INSTRUCTIONS TO FOLLOW: Print the line containing "For every instance of the row" and each line after it through the end, please, with nothing added.

(Dataset excerpt)
....
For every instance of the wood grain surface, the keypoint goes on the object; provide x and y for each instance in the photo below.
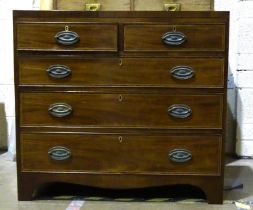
(126, 72)
(138, 37)
(121, 110)
(93, 37)
(108, 154)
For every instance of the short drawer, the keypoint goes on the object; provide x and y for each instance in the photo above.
(121, 110)
(140, 37)
(67, 37)
(177, 154)
(147, 72)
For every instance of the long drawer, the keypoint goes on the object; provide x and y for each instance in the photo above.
(67, 37)
(150, 72)
(155, 37)
(121, 110)
(198, 155)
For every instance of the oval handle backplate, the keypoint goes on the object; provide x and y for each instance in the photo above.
(180, 155)
(67, 38)
(174, 38)
(59, 153)
(60, 110)
(180, 111)
(182, 72)
(59, 71)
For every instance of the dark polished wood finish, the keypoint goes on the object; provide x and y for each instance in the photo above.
(121, 154)
(136, 72)
(115, 106)
(93, 37)
(147, 37)
(121, 110)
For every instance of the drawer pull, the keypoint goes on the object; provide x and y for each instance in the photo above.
(180, 111)
(59, 153)
(67, 38)
(174, 38)
(180, 155)
(60, 110)
(182, 72)
(58, 71)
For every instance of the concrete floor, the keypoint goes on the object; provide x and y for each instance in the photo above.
(237, 171)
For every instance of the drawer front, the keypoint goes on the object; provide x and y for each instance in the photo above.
(163, 72)
(174, 38)
(67, 37)
(113, 153)
(121, 110)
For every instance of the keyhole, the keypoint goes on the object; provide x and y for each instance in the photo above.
(120, 62)
(120, 98)
(120, 139)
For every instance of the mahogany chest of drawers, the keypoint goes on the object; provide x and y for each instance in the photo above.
(121, 100)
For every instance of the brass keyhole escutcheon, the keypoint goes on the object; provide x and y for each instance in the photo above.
(120, 139)
(66, 28)
(120, 62)
(120, 98)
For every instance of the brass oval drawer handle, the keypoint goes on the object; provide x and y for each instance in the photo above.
(180, 111)
(60, 110)
(67, 38)
(174, 38)
(180, 155)
(59, 71)
(182, 72)
(59, 153)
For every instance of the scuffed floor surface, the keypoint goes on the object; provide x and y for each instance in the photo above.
(236, 172)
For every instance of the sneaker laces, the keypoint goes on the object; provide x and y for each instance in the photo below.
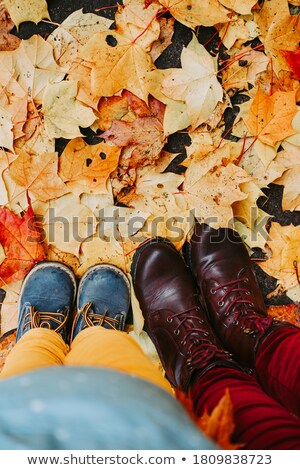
(254, 320)
(97, 319)
(37, 319)
(201, 350)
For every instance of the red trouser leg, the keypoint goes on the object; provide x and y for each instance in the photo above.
(278, 367)
(261, 422)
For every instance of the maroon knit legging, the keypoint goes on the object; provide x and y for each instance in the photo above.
(266, 406)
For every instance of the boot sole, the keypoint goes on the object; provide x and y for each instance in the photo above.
(140, 250)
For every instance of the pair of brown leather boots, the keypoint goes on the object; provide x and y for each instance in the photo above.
(222, 324)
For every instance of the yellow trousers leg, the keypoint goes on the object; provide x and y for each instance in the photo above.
(95, 346)
(38, 348)
(101, 347)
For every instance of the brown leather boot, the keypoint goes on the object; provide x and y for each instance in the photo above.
(225, 276)
(174, 318)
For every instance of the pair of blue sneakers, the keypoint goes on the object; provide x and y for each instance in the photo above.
(50, 295)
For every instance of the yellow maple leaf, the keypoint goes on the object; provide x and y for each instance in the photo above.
(119, 59)
(176, 113)
(291, 192)
(13, 98)
(66, 223)
(195, 83)
(269, 118)
(29, 10)
(116, 63)
(158, 193)
(63, 113)
(74, 32)
(6, 129)
(285, 259)
(139, 23)
(282, 36)
(35, 67)
(38, 175)
(246, 210)
(210, 188)
(193, 13)
(86, 168)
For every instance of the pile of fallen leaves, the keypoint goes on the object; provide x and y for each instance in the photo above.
(91, 72)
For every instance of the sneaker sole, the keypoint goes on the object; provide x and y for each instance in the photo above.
(41, 266)
(98, 267)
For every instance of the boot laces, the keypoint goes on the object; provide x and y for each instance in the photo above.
(256, 323)
(36, 319)
(97, 319)
(201, 350)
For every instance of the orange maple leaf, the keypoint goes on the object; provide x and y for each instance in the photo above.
(219, 425)
(270, 117)
(21, 239)
(293, 59)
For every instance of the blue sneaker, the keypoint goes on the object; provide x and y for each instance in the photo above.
(103, 299)
(47, 298)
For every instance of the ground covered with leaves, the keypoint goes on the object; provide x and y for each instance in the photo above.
(118, 120)
(121, 119)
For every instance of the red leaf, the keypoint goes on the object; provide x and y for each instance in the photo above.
(293, 59)
(21, 238)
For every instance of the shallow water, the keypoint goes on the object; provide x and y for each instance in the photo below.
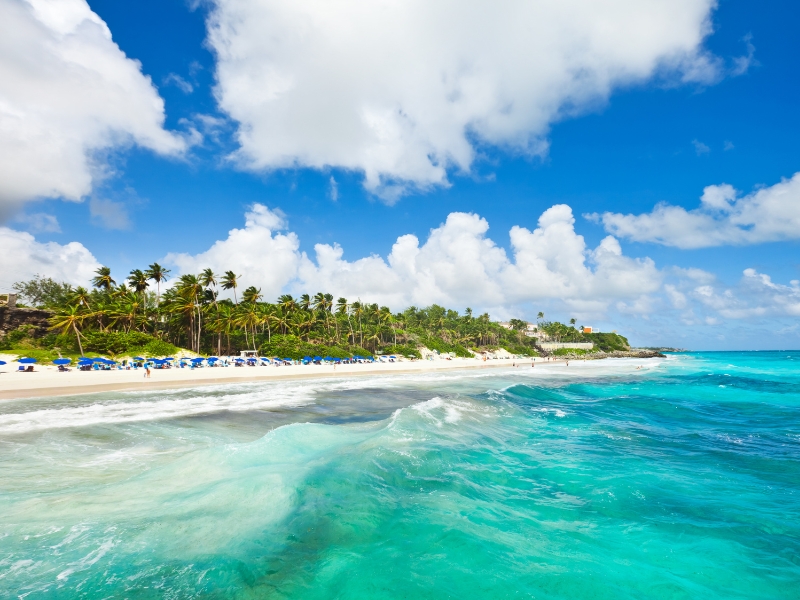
(598, 480)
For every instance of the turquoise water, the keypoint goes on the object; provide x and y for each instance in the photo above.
(599, 480)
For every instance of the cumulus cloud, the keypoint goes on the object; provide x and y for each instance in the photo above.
(39, 223)
(700, 148)
(405, 91)
(457, 265)
(67, 92)
(756, 295)
(22, 257)
(724, 217)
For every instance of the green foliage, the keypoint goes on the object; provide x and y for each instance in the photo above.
(290, 346)
(43, 292)
(156, 347)
(438, 344)
(115, 342)
(608, 342)
(120, 342)
(570, 352)
(19, 334)
(518, 324)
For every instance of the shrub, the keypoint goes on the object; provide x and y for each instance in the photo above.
(443, 347)
(157, 347)
(115, 342)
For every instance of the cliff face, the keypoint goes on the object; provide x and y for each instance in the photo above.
(11, 318)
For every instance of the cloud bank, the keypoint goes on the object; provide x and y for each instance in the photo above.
(768, 214)
(456, 265)
(67, 92)
(405, 91)
(22, 257)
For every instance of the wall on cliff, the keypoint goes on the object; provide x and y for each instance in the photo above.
(12, 318)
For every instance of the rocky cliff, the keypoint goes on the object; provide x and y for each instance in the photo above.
(12, 318)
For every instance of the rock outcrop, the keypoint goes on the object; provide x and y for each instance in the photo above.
(12, 318)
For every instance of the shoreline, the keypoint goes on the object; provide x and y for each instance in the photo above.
(49, 383)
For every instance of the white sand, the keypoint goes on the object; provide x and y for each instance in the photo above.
(48, 381)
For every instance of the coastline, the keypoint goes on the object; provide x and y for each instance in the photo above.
(48, 382)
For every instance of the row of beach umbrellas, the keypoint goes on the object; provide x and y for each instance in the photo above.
(84, 361)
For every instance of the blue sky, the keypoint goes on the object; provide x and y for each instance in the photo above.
(656, 138)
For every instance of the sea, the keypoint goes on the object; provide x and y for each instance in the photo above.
(613, 479)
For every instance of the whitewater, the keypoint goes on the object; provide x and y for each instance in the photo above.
(674, 478)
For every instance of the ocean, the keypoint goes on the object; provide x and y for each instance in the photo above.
(673, 478)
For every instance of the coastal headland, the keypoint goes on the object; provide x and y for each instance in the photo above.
(49, 382)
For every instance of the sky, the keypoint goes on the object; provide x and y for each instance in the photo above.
(628, 164)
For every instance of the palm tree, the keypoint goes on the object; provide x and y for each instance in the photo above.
(287, 303)
(230, 281)
(207, 278)
(138, 281)
(69, 317)
(251, 295)
(158, 274)
(103, 279)
(342, 309)
(81, 296)
(304, 302)
(358, 312)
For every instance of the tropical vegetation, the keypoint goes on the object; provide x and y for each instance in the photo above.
(129, 315)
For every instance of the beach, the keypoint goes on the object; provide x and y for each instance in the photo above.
(48, 381)
(623, 478)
....
CORRECT RESULT:
For every instance of the row of beach umbrellas, the keypoint goes on the object; provide x and y for each instance in the photo above.
(84, 361)
For every instance of the blue sky, the keypoint goes on the object; provide x and y for each instance in the photo above.
(656, 138)
For every instance of the sea, the keypoint goes on the object; provide x and y for each instance in the photo above.
(613, 479)
For every instance of the whitewater, the keypoint goes on the object; provide x and y for each instance in the photo above.
(674, 478)
For every instance of the ocean, the keypoint goes on the object; provide x and y for each instance in the photo above.
(673, 478)
For every instance of the coastal headland, the keypoint goes on the object; provide x and y for each instance in the photo above.
(49, 382)
For every instance of the sky, the keypoint goes on the object; provide x and y for each instance in the photo above.
(628, 164)
For every instance of the palm tree, the keypoint goes on the object; provide x and y for each instance in the photo above.
(287, 303)
(230, 281)
(207, 278)
(138, 281)
(69, 317)
(251, 295)
(158, 274)
(103, 279)
(342, 309)
(81, 296)
(304, 302)
(358, 312)
For every instance of the tropical vegetation, the keypoint goes on the object; provide x and y for each instance in the photo above.
(129, 315)
For every instance of the beach, the keypoint goes on the object; provide x and y for each instance in the photo above.
(48, 381)
(623, 478)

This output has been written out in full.